§ **Assignment**
Each line below should be written out again without any change.
□ □ □
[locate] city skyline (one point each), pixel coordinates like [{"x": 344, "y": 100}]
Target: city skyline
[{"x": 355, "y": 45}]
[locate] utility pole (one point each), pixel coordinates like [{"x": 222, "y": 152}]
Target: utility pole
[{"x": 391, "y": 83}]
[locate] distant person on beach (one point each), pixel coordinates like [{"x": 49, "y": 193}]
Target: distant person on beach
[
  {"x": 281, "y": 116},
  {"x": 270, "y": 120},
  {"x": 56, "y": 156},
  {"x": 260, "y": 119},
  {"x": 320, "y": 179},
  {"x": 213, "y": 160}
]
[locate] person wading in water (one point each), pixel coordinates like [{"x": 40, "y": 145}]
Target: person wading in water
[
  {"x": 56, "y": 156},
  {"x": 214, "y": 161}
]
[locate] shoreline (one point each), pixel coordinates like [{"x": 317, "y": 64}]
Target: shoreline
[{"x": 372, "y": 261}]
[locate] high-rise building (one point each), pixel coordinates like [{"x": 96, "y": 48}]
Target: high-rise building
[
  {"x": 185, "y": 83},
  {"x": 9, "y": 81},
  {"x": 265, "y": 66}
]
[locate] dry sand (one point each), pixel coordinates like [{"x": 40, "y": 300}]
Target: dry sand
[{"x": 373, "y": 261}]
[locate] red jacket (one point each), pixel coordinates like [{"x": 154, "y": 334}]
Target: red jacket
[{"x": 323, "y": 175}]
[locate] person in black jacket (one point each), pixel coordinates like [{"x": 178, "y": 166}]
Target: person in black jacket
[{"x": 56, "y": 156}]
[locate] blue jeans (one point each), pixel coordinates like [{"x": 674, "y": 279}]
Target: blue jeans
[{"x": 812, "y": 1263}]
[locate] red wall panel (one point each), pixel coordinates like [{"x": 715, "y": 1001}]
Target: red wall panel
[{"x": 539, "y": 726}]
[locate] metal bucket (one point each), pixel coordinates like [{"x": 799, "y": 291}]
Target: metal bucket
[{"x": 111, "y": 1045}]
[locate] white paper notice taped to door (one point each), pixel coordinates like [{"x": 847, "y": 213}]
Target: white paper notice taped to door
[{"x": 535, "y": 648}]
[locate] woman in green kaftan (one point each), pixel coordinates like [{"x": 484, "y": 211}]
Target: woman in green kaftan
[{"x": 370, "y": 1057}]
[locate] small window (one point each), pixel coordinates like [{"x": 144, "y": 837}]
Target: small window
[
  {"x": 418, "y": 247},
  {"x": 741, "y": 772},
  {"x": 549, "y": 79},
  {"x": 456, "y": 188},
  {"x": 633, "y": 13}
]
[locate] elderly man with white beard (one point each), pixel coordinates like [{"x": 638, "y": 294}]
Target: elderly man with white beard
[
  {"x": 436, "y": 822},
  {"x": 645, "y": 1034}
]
□ □ □
§ **Result for this task**
[locate] city skyline (one point each), pixel coordinates like [{"x": 344, "y": 100}]
Target: city skyline
[{"x": 355, "y": 45}]
[locate] utility pole (one point each), pixel coordinates like [{"x": 222, "y": 152}]
Target: utility pole
[{"x": 391, "y": 83}]
[locate] distant person on beach (one point each), pixel coordinates like [{"x": 49, "y": 193}]
Target: distant person on beach
[
  {"x": 281, "y": 116},
  {"x": 270, "y": 120},
  {"x": 56, "y": 156},
  {"x": 260, "y": 119},
  {"x": 320, "y": 179},
  {"x": 213, "y": 160}
]
[locate] person wading in water (one point each), pixel coordinates like [{"x": 40, "y": 145}]
Target: person wading in water
[
  {"x": 56, "y": 156},
  {"x": 214, "y": 161}
]
[locate] shoreline (one point each), pixel coordinates like [{"x": 317, "y": 64}]
Target: shoreline
[{"x": 372, "y": 261}]
[locate] high-rise building (one point each), pixel coordinates like [{"x": 96, "y": 48}]
Target: high-rise building
[
  {"x": 185, "y": 83},
  {"x": 9, "y": 81},
  {"x": 265, "y": 66}
]
[locate] dry sand (one point each), pixel coordinates like [{"x": 40, "y": 300}]
Target: dry sand
[{"x": 373, "y": 261}]
[locate] red jacket (one point each), pixel coordinates like [{"x": 154, "y": 334}]
Target: red jacket
[{"x": 323, "y": 175}]
[locate] person in black jacket (one point each), pixel coordinates like [{"x": 178, "y": 166}]
Target: person in black jacket
[{"x": 56, "y": 156}]
[locate] blue jeans (one point each), pixel coordinates like [{"x": 674, "y": 279}]
Target: blue jeans
[{"x": 812, "y": 1263}]
[locate] red wall panel (one point each), pixel coordinates like [{"x": 715, "y": 1001}]
Target: red wall panel
[{"x": 539, "y": 726}]
[locate] metal bucket (one point each), pixel coordinates like [{"x": 799, "y": 291}]
Target: metal bucket
[{"x": 111, "y": 1045}]
[locate] white paper notice taped to door (one point each), pixel coordinates like [{"x": 847, "y": 213}]
Target: white paper notice taped to door
[{"x": 535, "y": 648}]
[locate] woman in green kaftan (one point each), pixel coordinates like [{"x": 484, "y": 211}]
Target: woman in green kaftan
[{"x": 370, "y": 1057}]
[locate] small window (one point each), pixel coordinates like [{"x": 144, "y": 837}]
Target: small window
[
  {"x": 418, "y": 247},
  {"x": 741, "y": 772},
  {"x": 549, "y": 79},
  {"x": 456, "y": 188},
  {"x": 633, "y": 13}
]
[locate] elderly man with white beard (one point each), pixel coordinates like [{"x": 638, "y": 294}]
Target: elderly man with white beard
[
  {"x": 436, "y": 822},
  {"x": 645, "y": 1034}
]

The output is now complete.